Der Weg zum eigenen Betrieb

Der Weg zum eigenen Betrieb

Fragen an uns selbst

Es spielt eigentlich keine Rolle, ob es uns darum geht, Gemüse für unsere Familie in unserem Hausgarten anzubauen, oder ob wir einen Betrieb aufbauen wollen, der 20, 30 oder sogar über 100 Menschen ernähren soll. Am Anfang sollten immer Klarheit und Transparenz stehen. Beide helfen uns, unser Handeln sinnvoll zu planen. Folgende Fragen können hierbei helfen. Sie heben keinen Anspruch auf Vollständigkeit. Bei einer Betriebsgründung würde ich empfehlen, sich ausreichend Zeit für Ihre Beantwortung zu nehmen. Eine ehrliche Reflexion am Anfang kann helfen, viele Unannehmlichkeiten in der Zukunft zu vermeiden. An erster Stelle sollte die Frage nach unserer eigenen Motivation stehen. Warum wollen wir Gemüse anbauen? Dies ist eine der wichtigsten Fragen überhaupt. Eine starke und klare Motivation kann helfen, Rückschläge zu verkraften und schwierige Zeiten zu überstehen. Mit der Arbeit kann es nämlich ein wenig wie mit der Liebe sein. Blindheit, geboren aus anfänglicher Begeisterung, kann dazu führen, etwas zu idealisieren und die Dinge zu verklären. Erwerbsgemüsebau ist keine Dorfromantik. Er ist harte, wiederkehrende Arbeit. Wir können alles richtig machen und ein Naturereignis vernichtet unsere Ernte. Gemüsebau ist auch kein in den Tag hineinleben. Gärtnern erfordert exakte Planung und Selbstdisziplin. Ein erfolgreicher Gärtner tut genau das Richtige zur richtigen Zeit. Wir sind verantwortlich für das Leben der Pflanzen und Tiere in unserem Garten, aber auch für die Ernährung unserer Mitmenschen. Auf der anderen Seite ist Gemüsebau aber auch Freiheit. Morgens den Sonnenaufgang auf dem Feld zu erleben: der Geruch des feuchten Bodens, ein leichter Wind im Gesicht, während die ersten Strahlen der Sonne einen in der Nase kitzeln. Mittags dann ein Essen mit Freunden Gemüse aus dem eigenen Garten, schmackhaft und kraftvoll. Am Abend ein Spaziergang durch den Garten, um die Pflanzen zu beobachten und den Tieren zu lauschen. All das und noch vielmehr kann Gärtnern sein.

_BEREITGESTELLTES MATERIAL_.
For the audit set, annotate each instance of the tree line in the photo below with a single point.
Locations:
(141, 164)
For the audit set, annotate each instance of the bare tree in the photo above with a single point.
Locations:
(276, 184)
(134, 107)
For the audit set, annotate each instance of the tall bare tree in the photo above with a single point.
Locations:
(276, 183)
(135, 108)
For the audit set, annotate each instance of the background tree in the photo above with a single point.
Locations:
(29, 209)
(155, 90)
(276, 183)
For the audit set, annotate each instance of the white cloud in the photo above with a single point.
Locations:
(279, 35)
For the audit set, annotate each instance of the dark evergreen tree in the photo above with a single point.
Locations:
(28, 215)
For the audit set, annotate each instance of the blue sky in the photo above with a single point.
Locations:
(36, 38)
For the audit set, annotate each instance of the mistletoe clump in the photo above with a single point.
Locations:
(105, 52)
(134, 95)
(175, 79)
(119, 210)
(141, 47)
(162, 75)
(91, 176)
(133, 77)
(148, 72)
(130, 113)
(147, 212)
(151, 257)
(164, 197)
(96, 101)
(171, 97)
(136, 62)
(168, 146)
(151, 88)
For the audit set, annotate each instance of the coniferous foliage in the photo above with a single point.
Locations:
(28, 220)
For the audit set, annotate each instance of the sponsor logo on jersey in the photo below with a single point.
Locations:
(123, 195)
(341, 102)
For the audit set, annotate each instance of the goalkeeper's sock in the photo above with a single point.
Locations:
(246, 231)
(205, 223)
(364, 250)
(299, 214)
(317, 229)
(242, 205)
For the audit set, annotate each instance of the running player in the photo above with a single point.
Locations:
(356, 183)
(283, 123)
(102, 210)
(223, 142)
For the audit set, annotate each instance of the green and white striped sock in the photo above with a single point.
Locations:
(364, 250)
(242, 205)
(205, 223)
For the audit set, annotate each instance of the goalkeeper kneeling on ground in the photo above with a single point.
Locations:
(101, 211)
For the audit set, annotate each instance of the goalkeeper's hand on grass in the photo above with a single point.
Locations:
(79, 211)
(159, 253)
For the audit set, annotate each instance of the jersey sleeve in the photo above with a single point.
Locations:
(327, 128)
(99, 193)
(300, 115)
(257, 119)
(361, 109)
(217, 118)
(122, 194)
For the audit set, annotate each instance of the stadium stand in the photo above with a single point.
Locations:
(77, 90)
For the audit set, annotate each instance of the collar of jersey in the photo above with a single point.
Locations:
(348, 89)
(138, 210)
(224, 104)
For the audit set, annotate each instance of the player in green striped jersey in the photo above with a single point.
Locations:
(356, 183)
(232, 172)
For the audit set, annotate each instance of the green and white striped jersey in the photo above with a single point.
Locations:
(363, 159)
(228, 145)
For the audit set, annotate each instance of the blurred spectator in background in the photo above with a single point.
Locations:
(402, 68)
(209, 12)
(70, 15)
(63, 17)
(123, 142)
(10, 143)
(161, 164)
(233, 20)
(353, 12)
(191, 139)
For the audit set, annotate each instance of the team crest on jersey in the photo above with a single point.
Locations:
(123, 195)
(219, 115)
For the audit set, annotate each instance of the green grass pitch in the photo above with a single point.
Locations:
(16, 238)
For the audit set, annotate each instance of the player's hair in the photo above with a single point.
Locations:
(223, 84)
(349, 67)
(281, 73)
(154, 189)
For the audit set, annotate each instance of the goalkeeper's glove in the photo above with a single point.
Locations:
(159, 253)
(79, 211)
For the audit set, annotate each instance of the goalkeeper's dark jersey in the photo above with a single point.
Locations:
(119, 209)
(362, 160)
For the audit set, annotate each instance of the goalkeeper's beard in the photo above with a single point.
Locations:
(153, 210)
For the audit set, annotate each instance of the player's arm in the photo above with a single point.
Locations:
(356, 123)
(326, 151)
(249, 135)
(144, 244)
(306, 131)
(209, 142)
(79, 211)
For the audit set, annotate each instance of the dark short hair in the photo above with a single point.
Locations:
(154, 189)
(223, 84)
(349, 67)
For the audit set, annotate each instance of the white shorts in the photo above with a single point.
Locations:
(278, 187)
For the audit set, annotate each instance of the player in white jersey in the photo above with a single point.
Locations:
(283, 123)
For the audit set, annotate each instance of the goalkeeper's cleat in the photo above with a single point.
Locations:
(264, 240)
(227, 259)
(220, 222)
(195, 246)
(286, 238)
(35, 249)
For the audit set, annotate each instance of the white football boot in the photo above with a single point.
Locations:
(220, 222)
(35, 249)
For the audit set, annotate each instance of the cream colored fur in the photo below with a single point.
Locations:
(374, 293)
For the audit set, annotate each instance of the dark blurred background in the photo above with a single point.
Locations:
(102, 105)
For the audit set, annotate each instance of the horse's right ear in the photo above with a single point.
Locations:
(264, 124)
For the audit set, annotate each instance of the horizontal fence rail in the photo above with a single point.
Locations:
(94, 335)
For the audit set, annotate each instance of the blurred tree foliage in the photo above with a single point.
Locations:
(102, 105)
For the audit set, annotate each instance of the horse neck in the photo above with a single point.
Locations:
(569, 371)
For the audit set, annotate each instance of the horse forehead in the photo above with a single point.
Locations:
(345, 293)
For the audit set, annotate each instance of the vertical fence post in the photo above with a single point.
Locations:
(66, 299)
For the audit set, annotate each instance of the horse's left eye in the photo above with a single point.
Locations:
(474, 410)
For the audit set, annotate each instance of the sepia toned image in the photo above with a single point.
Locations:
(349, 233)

_ARBEITSAUFTRAG_. Schreibe die Fortsetzung des Textes über den Weg zum eigenen Gemüsebaubetrieb und beginne nach seinem letzten Satz.

_ANTWORT_.
Wie soll unser Garten aussehen?

Um die zweite Frage zu beantworten, kann es hilfreich sein, sich einen ruhigen Moment zu nehmen. Mit Zettel und Stift an unserer Seite schließen wir die Augen und stellen uns unseren Garten vor. Wie soll er aussehen? Was wollen wir anbauen? Wie groß soll er sein? Dies und viele weitere Fragen können wir uns stellen, bis der Garten eine ganz konkrete Gestalt hat. Diese malen auf und beschreiben sie möglichst detailliert. Dies hilft uns, einen ersten Überblick zu bekommen, und bildet die Grundlagen für die Beantwortung der nächsten Fragen In diesem ersten Schritt ist alles erlaubt, wir können frei assoziieren.

Welche Herausforderungen und Hindernisse stehen der Verwirklichung unseres Gartens im Wege?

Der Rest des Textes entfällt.